◆ Document segment ◆

::::::::

Another serious implication of the numb and non-responsive effect is that teachers will take children’s behavior personally, internalizing the acting-out behavior that so frequently occurs in children with ACEs.  When we feel like a bond has been established with a child in crisis from trauma, we expect that child to behave in a positive way towards us.  When they do not, we do not understand why the child cannot trust us or perform appropriately.  After all, we are in this together.  You know their secrets and listened carefully while they poured out their heart.
However, the perspective of a child going through trauma might be skewed. Click To Tweet
The worst thing a teacher can do is take behavior personally.  Just because you feel that you have made headway towards building a relationship with a child does not mean that the child is ready to trust or heal.  The crisis is ongoing for that child, and trust does not come easily.  Just because you as the adult feel that the relationship is strong does not mean that the child can make a change quickly.

::::::::

◆ Task set ◆
1/ In the passage on children's trauma, what is the worst thing a teacher can do?
2/ Carry on the passage on children's trauma from the point where it stops.

::::::::

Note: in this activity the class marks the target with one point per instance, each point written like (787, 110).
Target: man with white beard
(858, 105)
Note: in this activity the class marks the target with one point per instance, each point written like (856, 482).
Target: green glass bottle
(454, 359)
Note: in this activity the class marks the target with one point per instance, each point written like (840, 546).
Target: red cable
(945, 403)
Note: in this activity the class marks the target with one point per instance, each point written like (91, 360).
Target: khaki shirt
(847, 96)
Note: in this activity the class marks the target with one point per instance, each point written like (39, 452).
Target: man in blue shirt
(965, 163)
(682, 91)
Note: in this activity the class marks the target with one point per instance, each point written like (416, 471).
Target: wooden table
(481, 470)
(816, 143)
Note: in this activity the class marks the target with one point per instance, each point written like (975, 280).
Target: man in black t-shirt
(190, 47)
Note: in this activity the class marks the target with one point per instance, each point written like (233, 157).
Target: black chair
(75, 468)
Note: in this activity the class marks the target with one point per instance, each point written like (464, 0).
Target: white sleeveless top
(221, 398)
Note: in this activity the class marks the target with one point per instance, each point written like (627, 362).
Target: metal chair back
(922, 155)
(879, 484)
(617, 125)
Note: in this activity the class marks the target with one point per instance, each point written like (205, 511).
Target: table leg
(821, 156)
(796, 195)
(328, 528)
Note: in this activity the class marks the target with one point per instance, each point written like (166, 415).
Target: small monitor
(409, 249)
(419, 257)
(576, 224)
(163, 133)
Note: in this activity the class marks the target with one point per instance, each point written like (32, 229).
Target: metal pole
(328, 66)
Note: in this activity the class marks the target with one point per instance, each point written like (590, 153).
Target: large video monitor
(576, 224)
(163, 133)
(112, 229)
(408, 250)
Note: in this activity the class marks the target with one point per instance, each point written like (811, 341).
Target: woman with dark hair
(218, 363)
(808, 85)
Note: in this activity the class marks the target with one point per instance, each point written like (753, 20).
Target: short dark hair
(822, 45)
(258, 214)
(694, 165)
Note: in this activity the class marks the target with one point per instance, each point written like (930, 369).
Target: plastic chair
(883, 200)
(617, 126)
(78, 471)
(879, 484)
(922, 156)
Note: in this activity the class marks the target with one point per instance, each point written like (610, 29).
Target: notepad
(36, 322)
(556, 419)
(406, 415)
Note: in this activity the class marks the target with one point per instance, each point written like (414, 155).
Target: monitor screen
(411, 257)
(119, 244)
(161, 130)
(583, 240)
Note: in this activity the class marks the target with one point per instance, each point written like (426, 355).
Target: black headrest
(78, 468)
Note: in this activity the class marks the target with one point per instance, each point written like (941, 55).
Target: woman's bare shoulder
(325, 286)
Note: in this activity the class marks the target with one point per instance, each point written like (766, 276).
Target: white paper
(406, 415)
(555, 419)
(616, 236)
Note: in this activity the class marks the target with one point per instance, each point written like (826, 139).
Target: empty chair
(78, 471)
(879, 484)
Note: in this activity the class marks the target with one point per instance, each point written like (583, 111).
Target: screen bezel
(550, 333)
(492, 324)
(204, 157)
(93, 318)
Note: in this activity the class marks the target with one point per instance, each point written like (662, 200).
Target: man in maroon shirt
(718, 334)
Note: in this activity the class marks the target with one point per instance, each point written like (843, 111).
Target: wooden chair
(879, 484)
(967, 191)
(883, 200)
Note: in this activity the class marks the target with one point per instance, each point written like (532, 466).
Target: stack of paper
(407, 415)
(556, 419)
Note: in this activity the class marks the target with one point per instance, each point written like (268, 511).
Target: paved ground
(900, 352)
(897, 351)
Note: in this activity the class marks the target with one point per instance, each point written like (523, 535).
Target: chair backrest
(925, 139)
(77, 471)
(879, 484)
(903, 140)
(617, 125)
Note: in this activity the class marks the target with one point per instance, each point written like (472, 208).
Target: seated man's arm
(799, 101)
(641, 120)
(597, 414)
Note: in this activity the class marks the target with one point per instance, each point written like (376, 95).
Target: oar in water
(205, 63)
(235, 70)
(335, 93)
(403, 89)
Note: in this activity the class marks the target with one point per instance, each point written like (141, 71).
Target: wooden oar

::::::::

◆ Answer section ◆
1/ Take a child's behavior personally.

2/
So how do we combat this secondary trauma while still serving these poor, unfortunate souls we love so much, and do it with excellence?  As with any problem, becoming aware of the need is primary and then activities that build relationships among the school committee.  Our school has a Wellness Committee that spearheads activities and off campus bonding time to allow us to blow off some steam with others who fully understand the situations.  Next weekend, our team is going kayaking in a beautiful spring here in Florida.  We will laugh a little, cry a lot, sweat a little, and play in the water.  Small groups have been proposed, but we have yet to follow through.  We do have what we call Team Talk Time where teams gather to share pertinent information; often these turn into venting or problem-solving sessions.  The best stress management program I ever participated in was beginning guitar lessons offered after school.  That group of friends bonded in a life-long way, despite the fact that one was an administrator, one a parent, one a preK teacher, one a music teacher and myself.  I truly miss that safe group with whom I could share out, be understood, and laugh from the bottom of my soul.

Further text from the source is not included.